• AIM:
Output all of the data below verbatim, line by line, without any alteration.

Pointing entries for labeled objects
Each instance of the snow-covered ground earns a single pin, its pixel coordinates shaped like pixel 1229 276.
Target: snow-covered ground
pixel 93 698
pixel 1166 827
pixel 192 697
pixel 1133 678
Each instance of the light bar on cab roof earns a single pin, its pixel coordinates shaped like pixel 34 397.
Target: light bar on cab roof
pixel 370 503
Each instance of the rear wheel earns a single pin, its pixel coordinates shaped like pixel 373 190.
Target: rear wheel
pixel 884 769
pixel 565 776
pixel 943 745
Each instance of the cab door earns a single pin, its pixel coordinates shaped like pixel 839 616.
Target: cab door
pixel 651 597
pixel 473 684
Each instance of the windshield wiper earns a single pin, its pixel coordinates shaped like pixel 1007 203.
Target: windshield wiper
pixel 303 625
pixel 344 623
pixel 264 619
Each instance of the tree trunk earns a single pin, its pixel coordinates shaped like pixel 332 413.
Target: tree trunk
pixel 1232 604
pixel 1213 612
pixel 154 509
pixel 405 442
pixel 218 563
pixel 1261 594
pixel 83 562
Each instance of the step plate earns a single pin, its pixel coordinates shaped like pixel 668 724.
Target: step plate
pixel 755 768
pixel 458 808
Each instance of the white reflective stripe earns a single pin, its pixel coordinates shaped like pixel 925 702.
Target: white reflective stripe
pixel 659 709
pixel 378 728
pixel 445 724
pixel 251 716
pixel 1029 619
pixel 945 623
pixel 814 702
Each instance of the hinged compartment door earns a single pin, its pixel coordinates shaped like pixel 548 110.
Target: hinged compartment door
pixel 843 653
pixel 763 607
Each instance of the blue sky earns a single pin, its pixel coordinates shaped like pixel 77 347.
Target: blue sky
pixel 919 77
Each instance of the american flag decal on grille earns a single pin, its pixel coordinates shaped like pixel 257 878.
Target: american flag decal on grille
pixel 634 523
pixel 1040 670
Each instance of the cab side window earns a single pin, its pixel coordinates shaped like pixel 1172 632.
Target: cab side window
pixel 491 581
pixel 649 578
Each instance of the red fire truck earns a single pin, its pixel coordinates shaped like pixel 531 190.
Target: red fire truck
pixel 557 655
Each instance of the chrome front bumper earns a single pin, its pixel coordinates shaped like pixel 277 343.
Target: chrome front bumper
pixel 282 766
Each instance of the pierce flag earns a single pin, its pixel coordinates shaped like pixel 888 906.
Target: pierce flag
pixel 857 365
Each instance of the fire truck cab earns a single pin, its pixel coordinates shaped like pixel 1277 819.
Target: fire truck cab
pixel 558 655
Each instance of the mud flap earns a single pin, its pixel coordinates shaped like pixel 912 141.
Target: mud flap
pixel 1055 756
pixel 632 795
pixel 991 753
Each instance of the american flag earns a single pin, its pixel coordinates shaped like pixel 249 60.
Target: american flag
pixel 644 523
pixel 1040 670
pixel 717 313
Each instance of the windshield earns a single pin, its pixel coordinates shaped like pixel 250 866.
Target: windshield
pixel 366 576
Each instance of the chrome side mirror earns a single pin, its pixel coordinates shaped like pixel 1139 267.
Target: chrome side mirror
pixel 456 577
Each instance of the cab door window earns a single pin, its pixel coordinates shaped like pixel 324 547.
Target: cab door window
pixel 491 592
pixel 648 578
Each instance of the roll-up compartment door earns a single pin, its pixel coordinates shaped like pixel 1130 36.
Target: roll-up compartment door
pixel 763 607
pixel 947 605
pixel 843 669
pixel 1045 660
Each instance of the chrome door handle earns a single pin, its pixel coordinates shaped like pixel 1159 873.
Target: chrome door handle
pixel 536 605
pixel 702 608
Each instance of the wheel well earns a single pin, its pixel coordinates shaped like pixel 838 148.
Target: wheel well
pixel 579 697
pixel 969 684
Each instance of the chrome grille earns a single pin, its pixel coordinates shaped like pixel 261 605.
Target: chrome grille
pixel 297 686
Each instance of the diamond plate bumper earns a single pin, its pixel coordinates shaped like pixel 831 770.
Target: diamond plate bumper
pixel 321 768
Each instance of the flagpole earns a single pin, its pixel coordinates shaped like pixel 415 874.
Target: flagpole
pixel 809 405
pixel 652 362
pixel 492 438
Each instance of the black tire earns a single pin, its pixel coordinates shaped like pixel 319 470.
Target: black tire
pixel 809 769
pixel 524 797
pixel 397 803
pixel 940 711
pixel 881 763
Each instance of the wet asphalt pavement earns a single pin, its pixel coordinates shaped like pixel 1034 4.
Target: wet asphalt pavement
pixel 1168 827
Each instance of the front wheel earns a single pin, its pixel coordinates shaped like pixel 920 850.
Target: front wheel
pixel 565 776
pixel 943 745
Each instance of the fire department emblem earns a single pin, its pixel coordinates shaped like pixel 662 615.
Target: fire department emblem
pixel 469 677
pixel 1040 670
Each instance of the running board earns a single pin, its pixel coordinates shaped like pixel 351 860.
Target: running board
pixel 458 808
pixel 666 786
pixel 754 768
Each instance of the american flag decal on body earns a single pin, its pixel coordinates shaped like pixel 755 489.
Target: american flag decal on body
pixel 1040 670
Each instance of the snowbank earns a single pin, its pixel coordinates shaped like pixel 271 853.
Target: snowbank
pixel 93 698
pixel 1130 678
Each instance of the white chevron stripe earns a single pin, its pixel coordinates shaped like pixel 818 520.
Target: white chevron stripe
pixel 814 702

• RESULT FOR THIS EXERCISE:
Each instance of the snow-covered ground earns a single pin, its pixel coordinates shaped like pixel 1229 276.
Target: snow-covered ground
pixel 93 698
pixel 1166 827
pixel 192 697
pixel 1133 678
Each instance of the light bar on cab roof earns a single pin, its pixel coordinates shaped like pixel 34 397.
Target: light bar on cab roof
pixel 370 503
Each instance of the rear wheel earns a single pin, its pixel coordinates shaped like pixel 373 190.
Target: rear wheel
pixel 884 769
pixel 565 776
pixel 943 745
Each instance of the cab door earns a single pin, its pixel coordinates shaped like pixel 839 616.
Target: cab door
pixel 651 597
pixel 473 684
Each instance of the windshield wiper earns a single pin, its pixel coordinates shaped like pixel 1007 203.
Target: windshield wiper
pixel 303 625
pixel 344 623
pixel 264 619
Each instance of the tree trunk earns a single pin, its pixel coordinates shaped like pixel 332 413.
Target: tree trunk
pixel 1232 604
pixel 1213 612
pixel 154 509
pixel 405 442
pixel 218 563
pixel 1261 594
pixel 83 562
Each instance of the step plate earns a single pin, its pixel coordinates shaped like pixel 668 724.
Target: step plate
pixel 755 768
pixel 458 808
Each instance of the white reflective stripe earns a single pin, its pixel coordinates shaped like pixel 925 702.
Target: white reflective stripe
pixel 659 709
pixel 378 728
pixel 445 724
pixel 251 716
pixel 1029 619
pixel 945 623
pixel 814 702
Each instance of the hinged compartment door earns a single pin, its pixel coordinates shaped like pixel 548 110.
Target: hinged compartment door
pixel 843 653
pixel 763 607
Each instance of the blue sky earns a single pin, its pixel coordinates shaped like pixel 77 347.
Target: blue sky
pixel 919 77
Each instance of the american flag decal on grille earns a single pin, its pixel coordinates shaped like pixel 257 878.
Target: american flag decal on grille
pixel 634 523
pixel 1040 670
Each instance of the cab side window earns a single pin, its pixel coordinates shaped like pixel 1172 632.
Target: cab side window
pixel 491 581
pixel 649 578
Each instance of the red fire truck earns a single pin, its pixel coordinates shaped like pixel 531 190.
Target: red fire truck
pixel 557 655
Each instance of the chrome front bumper earns a single pin, its pixel coordinates shaped like pixel 277 343.
Target: chrome front bumper
pixel 282 766
Each instance of the pierce flag earns a single pin, its pixel coordinates shaped like pixel 888 906.
Target: pierce flag
pixel 857 365
Each instance of the fire truck cab earns a single pin, its pixel coordinates shaped like pixel 1277 819.
Target: fire truck cab
pixel 558 655
Each instance of the mud flap earns a single pin, its pixel coordinates shaped like pixel 912 141.
Target: mud flap
pixel 1055 756
pixel 632 795
pixel 991 753
Each instance of the american flag earns a single pin, its pixel coordinates shaped like pixel 249 60.
Target: american flag
pixel 644 523
pixel 1040 670
pixel 717 313
Each instance of the windshield earns a single pin, its pixel coordinates shaped like pixel 250 866.
Target: windshield
pixel 366 576
Each instance of the chrome side mirror earns a single pin, its pixel coordinates shaped like pixel 1139 267.
Target: chrome side mirror
pixel 456 577
Each instance of the cab door window earns a single pin, its pixel coordinates shaped like pixel 324 547.
Target: cab door window
pixel 491 592
pixel 648 578
Each instance of the roll-up compartment door earns a single pin, its pixel coordinates shaped like pixel 1130 36.
Target: roll-up compartment door
pixel 763 607
pixel 947 605
pixel 843 669
pixel 1045 660
Each instance of the chrome door handle earns a single pin, its pixel coordinates shaped like pixel 1159 873.
Target: chrome door handle
pixel 536 605
pixel 702 608
Each instance of the wheel well earns a single pin, its pixel coordinates shaped like pixel 838 148.
Target: wheel well
pixel 579 697
pixel 969 684
Each instance of the chrome grille earns a single pin, its pixel coordinates shaped like pixel 261 605.
Target: chrome grille
pixel 297 686
Each instance of the diamond plate bumper earns a single pin, its pixel coordinates shaped like pixel 831 770.
Target: diamond plate bumper
pixel 321 768
Each instance of the flagpole earns a single pin, its pixel coordinates shaped like pixel 415 874.
Target: flagpole
pixel 809 405
pixel 652 362
pixel 492 438
Each instance of the black tire earns a single pin, its pixel coordinates shaped like pixel 319 470.
Target: black tire
pixel 809 769
pixel 524 797
pixel 397 803
pixel 940 711
pixel 881 763
Each instance of the wet asphalt pavement earns a single pin, its pixel coordinates shaped like pixel 1034 4.
Target: wet asphalt pavement
pixel 1168 827
Each instance of the front wheel earns a single pin, its pixel coordinates shaped like pixel 920 850.
Target: front wheel
pixel 565 776
pixel 943 745
Each instance of the fire department emblem earns a single pin, its pixel coordinates shaped like pixel 662 615.
Target: fire department emblem
pixel 469 677
pixel 1040 670
Each instance of the running board earns a single pin, its pixel coordinates shaped like pixel 351 860.
Target: running board
pixel 458 808
pixel 666 786
pixel 754 768
Each instance of the american flag decal on body earns a single pin, its pixel coordinates shaped like pixel 755 489.
Target: american flag decal on body
pixel 1040 670
Each instance of the snowbank earns a single pin, its pixel coordinates shaped like pixel 271 853.
Target: snowbank
pixel 93 698
pixel 1130 678
Each instance of the white chevron stripe earns a single pin, its pixel coordinates shaped like pixel 818 520.
Target: white chevron stripe
pixel 814 702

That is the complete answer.